The Tenant
Directed by Roman Polanski
Music by Phillippe Sarde

Apartment For Rent
Quiet Bldg. Furnished. 2 Rooms.
Previous Tenant committed Suicide

Cast
Roman Polanski
Isabelle Adjani
Shelley Winters
Melvyn Douglas
Jo Van Fleet

Based on the novel by Roland Topor, this film is a complex and unnerving study of a young mans descent into insanity.

The story concerns a nervous and meticulous young man, Monsieur Trelkovsky, a European Immigrant who desperately desires to rent an apartment in Paris. He finally locates one, where he is told that the previous occupant, a young shop girl, attempted to commit suicide by jumping from the window.

Trelkovsky is upset and feels uneasy, perhaps even guilty in agreeing to rent the apartment. He decides to visit the girl in hospital but see her eyes only, staring at him, through bandages that appear to cover her whole body, she utters a disturbing scream when she focuses her attention on him. He meets her friend, Stella, played by Isabelle Adjani, they spend the afternoon in the Cinema groping each other in the darkness almost to escape the oppressive atmosphere of the Hospital.

Soon after moving into the apartment, the neighbours complain constantly about Trelkovsky causing a disturbance, yet he is a very quiet man. The complaints become intolerable to him and he begins to dread meeting the other tenants on the stairs leading to his room, he creeps around his apartment like a prisoner.

====

■ Work request A
Answer these questions from the write-up on The Tenant:
(i) Who is credited with the music?
(ii) Whose novel is the film based on?
(iii) Who plays Stella?
■ Work request B
What does the write-up on The Tenant say between "Trelkovsky is upset" and "like a prisoner.", inclusive? Write out that passage word for word.
■ Work request C
Extend the write-up on The Tenant from its last sentence onward.

====

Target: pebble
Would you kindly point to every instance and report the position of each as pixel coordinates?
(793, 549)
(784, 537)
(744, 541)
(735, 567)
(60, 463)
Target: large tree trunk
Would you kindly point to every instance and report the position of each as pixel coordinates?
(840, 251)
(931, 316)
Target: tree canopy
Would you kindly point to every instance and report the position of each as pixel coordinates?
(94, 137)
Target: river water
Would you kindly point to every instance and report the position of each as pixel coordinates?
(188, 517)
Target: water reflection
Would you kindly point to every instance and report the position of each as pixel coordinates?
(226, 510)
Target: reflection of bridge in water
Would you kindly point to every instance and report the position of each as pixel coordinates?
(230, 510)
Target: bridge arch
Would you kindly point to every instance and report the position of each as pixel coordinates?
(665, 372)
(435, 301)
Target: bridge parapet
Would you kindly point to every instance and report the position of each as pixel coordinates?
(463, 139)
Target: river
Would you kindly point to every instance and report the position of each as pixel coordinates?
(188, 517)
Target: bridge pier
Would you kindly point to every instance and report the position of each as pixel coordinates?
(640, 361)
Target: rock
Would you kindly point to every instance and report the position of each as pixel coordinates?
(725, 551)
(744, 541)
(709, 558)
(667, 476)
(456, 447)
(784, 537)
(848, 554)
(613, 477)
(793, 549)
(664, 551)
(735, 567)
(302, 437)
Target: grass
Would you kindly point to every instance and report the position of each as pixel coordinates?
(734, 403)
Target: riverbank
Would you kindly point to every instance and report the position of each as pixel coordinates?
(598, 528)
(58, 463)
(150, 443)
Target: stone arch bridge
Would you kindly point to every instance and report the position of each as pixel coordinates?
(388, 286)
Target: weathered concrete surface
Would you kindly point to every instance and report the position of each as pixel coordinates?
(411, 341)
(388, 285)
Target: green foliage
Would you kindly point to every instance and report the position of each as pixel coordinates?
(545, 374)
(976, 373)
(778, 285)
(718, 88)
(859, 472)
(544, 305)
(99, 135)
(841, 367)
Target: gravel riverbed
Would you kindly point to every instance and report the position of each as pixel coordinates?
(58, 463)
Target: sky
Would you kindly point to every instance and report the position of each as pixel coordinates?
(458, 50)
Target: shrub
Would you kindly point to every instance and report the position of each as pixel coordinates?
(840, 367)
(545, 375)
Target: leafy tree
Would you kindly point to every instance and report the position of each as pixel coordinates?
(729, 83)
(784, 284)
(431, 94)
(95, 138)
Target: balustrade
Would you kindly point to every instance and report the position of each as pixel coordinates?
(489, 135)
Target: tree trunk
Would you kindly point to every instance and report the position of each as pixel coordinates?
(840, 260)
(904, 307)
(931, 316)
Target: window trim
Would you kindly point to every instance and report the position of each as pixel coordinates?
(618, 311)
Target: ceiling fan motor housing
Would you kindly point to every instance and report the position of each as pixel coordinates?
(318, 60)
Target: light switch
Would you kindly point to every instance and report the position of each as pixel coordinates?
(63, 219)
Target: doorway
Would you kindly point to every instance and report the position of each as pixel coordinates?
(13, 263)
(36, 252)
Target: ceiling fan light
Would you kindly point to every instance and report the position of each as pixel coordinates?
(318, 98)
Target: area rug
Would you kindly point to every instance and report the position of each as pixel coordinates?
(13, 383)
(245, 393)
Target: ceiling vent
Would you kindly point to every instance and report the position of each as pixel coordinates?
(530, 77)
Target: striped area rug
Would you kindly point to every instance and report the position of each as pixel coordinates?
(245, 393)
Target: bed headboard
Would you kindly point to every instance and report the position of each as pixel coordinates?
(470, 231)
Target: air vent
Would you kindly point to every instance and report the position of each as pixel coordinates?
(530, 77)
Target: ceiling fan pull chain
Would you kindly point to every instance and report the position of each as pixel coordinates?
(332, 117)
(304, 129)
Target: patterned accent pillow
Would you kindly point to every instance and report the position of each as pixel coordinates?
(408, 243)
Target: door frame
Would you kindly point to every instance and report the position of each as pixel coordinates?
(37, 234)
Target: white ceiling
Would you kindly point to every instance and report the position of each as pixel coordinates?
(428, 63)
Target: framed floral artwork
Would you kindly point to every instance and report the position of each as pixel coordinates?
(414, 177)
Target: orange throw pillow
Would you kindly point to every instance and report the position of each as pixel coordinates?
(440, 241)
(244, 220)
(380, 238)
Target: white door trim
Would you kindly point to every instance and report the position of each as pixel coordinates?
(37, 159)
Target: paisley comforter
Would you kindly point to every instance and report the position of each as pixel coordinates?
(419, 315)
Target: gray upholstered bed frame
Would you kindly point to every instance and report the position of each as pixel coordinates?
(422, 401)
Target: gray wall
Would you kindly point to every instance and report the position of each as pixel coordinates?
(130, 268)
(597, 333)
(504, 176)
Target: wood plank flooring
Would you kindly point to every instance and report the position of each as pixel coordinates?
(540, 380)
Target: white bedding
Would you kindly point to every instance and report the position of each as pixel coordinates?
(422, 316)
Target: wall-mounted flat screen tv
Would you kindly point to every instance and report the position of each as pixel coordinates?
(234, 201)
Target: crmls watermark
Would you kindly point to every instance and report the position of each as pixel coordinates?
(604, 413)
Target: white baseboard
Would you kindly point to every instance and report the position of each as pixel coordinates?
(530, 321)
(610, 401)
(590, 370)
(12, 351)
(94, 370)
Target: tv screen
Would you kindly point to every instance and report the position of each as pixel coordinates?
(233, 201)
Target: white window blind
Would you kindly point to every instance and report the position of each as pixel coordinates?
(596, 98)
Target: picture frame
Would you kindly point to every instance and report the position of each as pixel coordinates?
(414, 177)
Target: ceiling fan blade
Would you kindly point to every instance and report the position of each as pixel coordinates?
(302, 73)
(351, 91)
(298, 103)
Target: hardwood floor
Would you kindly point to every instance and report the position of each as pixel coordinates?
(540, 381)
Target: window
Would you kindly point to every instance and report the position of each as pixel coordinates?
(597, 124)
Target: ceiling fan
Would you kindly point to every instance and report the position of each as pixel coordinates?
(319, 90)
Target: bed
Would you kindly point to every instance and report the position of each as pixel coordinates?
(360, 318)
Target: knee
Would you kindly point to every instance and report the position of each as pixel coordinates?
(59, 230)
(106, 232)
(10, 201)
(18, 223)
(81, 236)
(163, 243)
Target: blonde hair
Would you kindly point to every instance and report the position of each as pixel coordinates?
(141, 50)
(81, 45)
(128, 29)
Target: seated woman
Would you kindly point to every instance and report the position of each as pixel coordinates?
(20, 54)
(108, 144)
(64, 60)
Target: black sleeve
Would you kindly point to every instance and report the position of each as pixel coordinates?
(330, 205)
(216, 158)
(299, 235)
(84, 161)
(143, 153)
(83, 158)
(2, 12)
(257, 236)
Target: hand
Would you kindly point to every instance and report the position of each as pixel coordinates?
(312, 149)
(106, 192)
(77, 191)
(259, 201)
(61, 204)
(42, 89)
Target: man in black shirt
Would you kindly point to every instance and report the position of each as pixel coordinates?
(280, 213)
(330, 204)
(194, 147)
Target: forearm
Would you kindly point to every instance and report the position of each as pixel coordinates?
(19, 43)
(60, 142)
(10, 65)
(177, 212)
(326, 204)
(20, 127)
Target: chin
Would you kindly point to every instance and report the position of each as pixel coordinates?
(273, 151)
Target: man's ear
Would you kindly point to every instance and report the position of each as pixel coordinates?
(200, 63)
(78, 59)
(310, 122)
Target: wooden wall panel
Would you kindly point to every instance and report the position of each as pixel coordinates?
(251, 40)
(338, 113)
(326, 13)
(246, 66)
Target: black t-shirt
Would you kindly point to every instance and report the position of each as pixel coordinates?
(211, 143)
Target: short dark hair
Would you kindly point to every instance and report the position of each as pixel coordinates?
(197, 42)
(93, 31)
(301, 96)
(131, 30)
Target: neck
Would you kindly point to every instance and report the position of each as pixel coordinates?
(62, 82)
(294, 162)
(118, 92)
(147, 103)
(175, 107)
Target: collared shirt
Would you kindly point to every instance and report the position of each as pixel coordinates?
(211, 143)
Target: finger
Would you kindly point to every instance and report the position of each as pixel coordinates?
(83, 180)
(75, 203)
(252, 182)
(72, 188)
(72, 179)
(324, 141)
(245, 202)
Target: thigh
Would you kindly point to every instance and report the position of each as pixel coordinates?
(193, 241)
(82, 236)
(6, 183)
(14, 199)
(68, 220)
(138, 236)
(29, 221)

====

■ Written answer A
(i) Phillippe Sarde
(ii) Roland Topor
(iii) Isabelle Adjani

■ Written answer B
Trelkovsky is upset and feels uneasy, perhaps even guilty in agreeing to rent the apartment. He decides to visit the girl in hospital but see her eyes only, staring at him, through bandages that appear to cover her whole body, she utters a disturbing scream when she focuses her attention on him. He meets her friend, Stella, played by Isabelle Adjani, they spend the afternoon in the Cinema groping each other in the darkness almost to escape the oppressive atmosphere of the Hospital.

Soon after moving into the apartment, the neighbours complain constantly about Trelkovsky causing a disturbance, yet he is a very quiet man. The complaints become intolerable to him and he begins to dread meeting the other tenants on the stairs leading to his room, he creeps around his apartment like a prisoner.

■ Written answer C
He feels the staring; sinister, creepy eyes of the other occupants watching him as if he was on a stage in a spot light. He comes to the conclusion that the other tenants were responsible for the young woman's suicide attempt, although no substantial evidence is provided. It is clear however that he is being driven mad by something in the building, the other tenants are suitably nightmarish, the kind of people that would drive you to drink or pills within a week. The room that he lives in is claustrophobic and depressing. Is it the room causing his madness? Are the other Tenants in fact Satanists?

He becomes obsessed about the previous occupant, now dead, and begins take on many of her characteristics finally dressing in women's clothing and wearing make up and a wig.

The film has themes reminiscent of Kafka's writing flowing through it; it also focuses on the subject of insanity and alienation with suspense building skilfully through every scene. It is a bizarre, surreal, psychological drama. The genius of this film is not in the script or the story but the mood and ambience it creates on the screen, there is an intense feeling of anxiety and dread, which is most affecting and difficult to put into words.


This film is not available on DVD as yet, however you can obtain a video copy through the auctions at Amazon.com.